> What to produce
When transcribing the entries, keep each one exactly as it is.

> Records
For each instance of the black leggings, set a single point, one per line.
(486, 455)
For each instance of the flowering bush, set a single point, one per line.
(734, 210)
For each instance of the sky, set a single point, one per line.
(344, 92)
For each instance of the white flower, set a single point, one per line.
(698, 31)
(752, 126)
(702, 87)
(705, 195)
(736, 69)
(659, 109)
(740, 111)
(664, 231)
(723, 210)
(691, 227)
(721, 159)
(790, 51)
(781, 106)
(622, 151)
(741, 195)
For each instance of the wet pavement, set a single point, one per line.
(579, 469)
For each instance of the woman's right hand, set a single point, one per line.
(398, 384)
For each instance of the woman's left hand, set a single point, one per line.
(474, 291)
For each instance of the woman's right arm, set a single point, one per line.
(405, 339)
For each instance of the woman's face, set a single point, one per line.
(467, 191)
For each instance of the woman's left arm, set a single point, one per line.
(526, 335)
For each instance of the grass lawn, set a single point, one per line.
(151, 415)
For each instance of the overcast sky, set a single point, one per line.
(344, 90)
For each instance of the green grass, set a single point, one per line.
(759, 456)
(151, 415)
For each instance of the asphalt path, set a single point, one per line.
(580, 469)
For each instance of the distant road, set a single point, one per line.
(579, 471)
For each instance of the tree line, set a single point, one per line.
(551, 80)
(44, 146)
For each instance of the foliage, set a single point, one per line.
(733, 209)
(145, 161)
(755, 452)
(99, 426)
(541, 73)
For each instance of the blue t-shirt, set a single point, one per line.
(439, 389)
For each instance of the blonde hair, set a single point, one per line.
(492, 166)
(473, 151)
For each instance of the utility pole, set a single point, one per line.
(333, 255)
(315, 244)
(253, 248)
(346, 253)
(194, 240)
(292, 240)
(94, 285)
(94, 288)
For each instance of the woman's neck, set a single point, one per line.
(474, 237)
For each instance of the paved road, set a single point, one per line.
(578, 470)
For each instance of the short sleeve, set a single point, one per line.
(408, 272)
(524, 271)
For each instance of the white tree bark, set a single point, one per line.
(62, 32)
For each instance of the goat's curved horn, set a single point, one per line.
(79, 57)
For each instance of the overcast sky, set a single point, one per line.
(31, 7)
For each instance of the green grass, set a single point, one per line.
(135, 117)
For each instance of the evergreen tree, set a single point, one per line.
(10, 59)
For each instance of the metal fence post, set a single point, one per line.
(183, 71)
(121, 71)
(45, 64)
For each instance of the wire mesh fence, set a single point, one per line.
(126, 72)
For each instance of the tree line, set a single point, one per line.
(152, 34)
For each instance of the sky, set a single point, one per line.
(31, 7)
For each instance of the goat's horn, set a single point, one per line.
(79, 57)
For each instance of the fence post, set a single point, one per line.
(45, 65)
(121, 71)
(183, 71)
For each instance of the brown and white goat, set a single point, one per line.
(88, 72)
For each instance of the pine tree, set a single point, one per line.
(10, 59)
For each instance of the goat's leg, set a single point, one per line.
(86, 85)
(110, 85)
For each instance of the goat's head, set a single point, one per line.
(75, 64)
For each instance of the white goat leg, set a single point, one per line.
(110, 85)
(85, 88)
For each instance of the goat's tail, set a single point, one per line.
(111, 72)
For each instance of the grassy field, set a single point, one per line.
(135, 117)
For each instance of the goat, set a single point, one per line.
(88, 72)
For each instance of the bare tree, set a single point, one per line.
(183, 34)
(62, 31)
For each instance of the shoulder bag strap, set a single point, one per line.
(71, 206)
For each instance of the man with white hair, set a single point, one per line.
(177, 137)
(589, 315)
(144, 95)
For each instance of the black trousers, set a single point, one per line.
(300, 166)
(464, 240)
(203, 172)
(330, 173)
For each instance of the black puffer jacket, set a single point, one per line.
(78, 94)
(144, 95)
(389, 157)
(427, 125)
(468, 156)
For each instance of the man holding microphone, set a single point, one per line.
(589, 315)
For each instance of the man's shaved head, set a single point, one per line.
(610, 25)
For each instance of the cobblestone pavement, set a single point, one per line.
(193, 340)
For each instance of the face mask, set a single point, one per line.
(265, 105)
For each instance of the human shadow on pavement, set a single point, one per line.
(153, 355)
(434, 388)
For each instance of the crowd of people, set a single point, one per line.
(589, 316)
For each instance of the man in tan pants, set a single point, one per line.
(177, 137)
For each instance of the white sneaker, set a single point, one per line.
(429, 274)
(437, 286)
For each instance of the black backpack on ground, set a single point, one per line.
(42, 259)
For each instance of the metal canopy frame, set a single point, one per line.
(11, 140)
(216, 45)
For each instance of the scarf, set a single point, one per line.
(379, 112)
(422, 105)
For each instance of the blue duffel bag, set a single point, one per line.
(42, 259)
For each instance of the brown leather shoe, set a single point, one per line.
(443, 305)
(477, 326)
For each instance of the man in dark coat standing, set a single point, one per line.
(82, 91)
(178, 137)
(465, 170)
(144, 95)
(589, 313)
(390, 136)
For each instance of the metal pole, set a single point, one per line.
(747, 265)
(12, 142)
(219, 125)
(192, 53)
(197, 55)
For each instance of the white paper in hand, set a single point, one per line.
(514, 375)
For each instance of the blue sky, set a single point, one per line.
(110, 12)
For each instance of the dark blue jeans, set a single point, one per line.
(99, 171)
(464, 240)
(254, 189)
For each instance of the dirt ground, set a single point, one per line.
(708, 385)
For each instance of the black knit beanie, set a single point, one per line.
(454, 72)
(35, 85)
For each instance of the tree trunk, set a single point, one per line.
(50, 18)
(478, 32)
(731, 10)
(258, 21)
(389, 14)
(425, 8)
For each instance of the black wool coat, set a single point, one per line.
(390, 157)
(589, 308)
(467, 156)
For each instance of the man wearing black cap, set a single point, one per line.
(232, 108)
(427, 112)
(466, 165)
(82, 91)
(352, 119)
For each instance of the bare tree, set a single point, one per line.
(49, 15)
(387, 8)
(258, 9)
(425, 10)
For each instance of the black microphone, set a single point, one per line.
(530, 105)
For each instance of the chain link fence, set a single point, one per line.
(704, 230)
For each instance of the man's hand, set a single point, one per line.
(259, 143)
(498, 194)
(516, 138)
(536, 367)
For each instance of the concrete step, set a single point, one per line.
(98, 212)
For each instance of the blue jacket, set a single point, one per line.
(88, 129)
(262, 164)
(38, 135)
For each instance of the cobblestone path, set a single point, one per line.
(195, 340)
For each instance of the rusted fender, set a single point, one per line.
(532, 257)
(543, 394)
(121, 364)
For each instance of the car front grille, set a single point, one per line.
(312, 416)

> Result of the exercise
For each instance of the black leggings, set a single point, one per line.
(486, 455)
For each instance of the flowering bush, set a single point, one per line.
(734, 210)
For each instance of the sky, set a single point, one per line.
(344, 92)
For each instance of the white flower, set a single point, one per line.
(698, 31)
(752, 126)
(702, 87)
(705, 195)
(736, 69)
(659, 109)
(740, 111)
(664, 231)
(723, 210)
(691, 227)
(721, 159)
(790, 51)
(781, 106)
(622, 151)
(741, 195)
For each instance of the wet pavement, set a single point, one per line.
(579, 469)
For each instance of the woman's right hand, set a single point, one per line.
(398, 384)
For each instance of the woman's left hand, set a single point, one per line.
(474, 291)
For each instance of the woman's right arm, set a single point, one per line.
(405, 339)
For each instance of the woman's face, set a single point, one per line.
(467, 191)
For each instance of the woman's left arm, set a single point, one per line.
(526, 335)
For each instance of the grass lawn, set a single point, one per line.
(151, 415)
For each instance of the overcast sky, set a single point, one per line.
(344, 90)
For each instance of the green grass, set a single point, one per line.
(759, 456)
(151, 415)
For each instance of the asphalt path, set a single point, one per line.
(580, 469)
For each instance of the distant road, set a single point, one per line.
(579, 471)
For each instance of the tree line, set a single point, one per line.
(551, 80)
(44, 146)
For each instance of the foliage, set a single point, one per line.
(733, 209)
(145, 161)
(755, 452)
(99, 426)
(541, 73)
For each instance of the blue t-shirt, set a single point, one per line.
(439, 389)
For each instance of the blonde hair, set a single point, one per line.
(492, 166)
(473, 151)
For each instance of the utility pole, set a single point, one per line.
(333, 255)
(315, 244)
(253, 248)
(346, 253)
(194, 240)
(292, 240)
(94, 285)
(94, 288)
For each instance of the woman's neck, set a single point, one per line.
(474, 237)
For each instance of the paved road, set a single point, one per line.
(578, 470)
For each instance of the short sleeve, set a single point, one per line.
(408, 272)
(524, 271)
For each instance of the white tree bark, set a single point, one per line.
(62, 32)
For each instance of the goat's curved horn, set a single point, one per line.
(79, 57)
For each instance of the overcast sky, set a single point, one per line.
(31, 7)
For each instance of the green grass, set a single point, one per line.
(135, 117)
For each instance of the evergreen tree, set a single point, one per line.
(10, 59)
For each instance of the metal fence post, set a single point, one per line.
(183, 71)
(121, 71)
(45, 64)
For each instance of the wire mesh fence, set a single point, one per line.
(126, 72)
For each instance of the tree line, set a single point, one per line.
(152, 34)
For each instance of the sky, set a single point, one per line.
(31, 7)
For each instance of the goat's horn, set a single point, one per line.
(79, 57)
For each instance of the fence post, set a single point, one per line.
(45, 65)
(121, 71)
(183, 71)
For each instance of the brown and white goat, set a single point, one per line.
(88, 72)
For each instance of the pine tree, set a single point, one per line.
(10, 59)
For each instance of the goat's leg, set a single point, one per line.
(86, 85)
(110, 85)
For each instance of the goat's head, set a single point, one per line.
(75, 64)
For each instance of the white goat leg, set a single point, one per line.
(110, 85)
(85, 88)
For each instance of the goat's tail, set a single point, one per line.
(111, 72)
For each instance of the grassy field, set a single point, one per line.
(135, 117)
For each instance of the goat, set a single point, one per line.
(88, 72)
For each instance of the bare tree, set a single point, one per line.
(183, 34)
(62, 31)
For each instance of the shoulder bag strap, set a single point, one per line.
(71, 206)
For each instance of the man with white hair, set a single point, one per line.
(177, 137)
(589, 315)
(144, 95)
For each instance of the black trousers, set a single point, one per line.
(300, 166)
(464, 240)
(203, 172)
(330, 173)
For each instance of the black puffer jacket, set a single point, one per line.
(78, 94)
(144, 95)
(389, 157)
(427, 125)
(468, 156)
For each instance of the man holding microphone, set a single point, one per line.
(589, 315)
For each instance of the man's shaved head, set a single point, one per line.
(610, 25)
For each instance of the cobblestone pavement, set a single point, one per line.
(193, 340)
For each instance of the face mask, set a single point, one per line.
(265, 105)
For each instance of the human shadow on pavement, set a single point, one per line.
(153, 355)
(434, 388)
For each instance of the crowd of people, set a single point, one per line.
(589, 316)
For each instance of the man in tan pants, set a single point, one per line.
(177, 137)
For each instance of the white sneaker, set a single point, one per line.
(429, 274)
(437, 286)
For each instance of the black backpack on ground, set a single point, one per line.
(42, 259)
For each instance of the metal canopy frame, set a single point, one per line.
(11, 140)
(216, 45)
For each instance of the scarf, set a single point, one per line.
(379, 112)
(422, 105)
For each instance of the blue duffel bag, set a single point, one per line.
(42, 259)
For each instance of the brown leather shoe, set a single point, one per line.
(443, 305)
(477, 326)
For each instance of the man in dark coat standing, set a single point, one per line.
(82, 91)
(178, 137)
(465, 170)
(144, 95)
(589, 313)
(390, 136)
For each instance of the metal pole, set a single point, one per line.
(747, 265)
(12, 142)
(219, 125)
(192, 53)
(197, 55)
For each instance of the white paper in hand, set a single point, one per line.
(514, 375)
For each instance of the blue sky, set a single point, one per line.
(110, 12)
For each instance of the dark blue jeans, set a single point, one per line.
(99, 171)
(464, 240)
(254, 189)
For each instance of the dirt ground, set a single point, one per line.
(708, 385)
For each instance of the black knit beanie, set a single point, one per line.
(454, 72)
(35, 85)
For each instance of the tree trunk, set a single point, one per line.
(50, 18)
(478, 32)
(731, 10)
(258, 21)
(389, 14)
(425, 8)
For each instance of the black wool coat, set a single point, one per line.
(390, 157)
(589, 308)
(467, 156)
For each instance of the man wearing black cap, set a single point, one per line.
(232, 108)
(427, 112)
(466, 165)
(82, 91)
(352, 119)
For each instance of the bare tree, set a single point, one per line.
(49, 15)
(387, 8)
(258, 9)
(425, 10)
For each instance of the black microphone, set a single point, one per line.
(530, 105)
For each instance of the chain link fence, set a single point, one per line.
(704, 230)
For each instance of the man's hand, set a single point, one per line.
(259, 143)
(498, 194)
(516, 138)
(536, 367)
For each instance of the concrete step, set a single point, one per line.
(98, 212)
For each instance of the blue jacket, set a single point, one per line.
(88, 129)
(262, 164)
(38, 135)
For each instance of the cobblestone path, set a single point, one per line.
(195, 340)
For each instance of the rusted fender, set a single point, one per line.
(532, 257)
(543, 394)
(121, 364)
For each instance of the car front grille, set a single point, one per line.
(312, 416)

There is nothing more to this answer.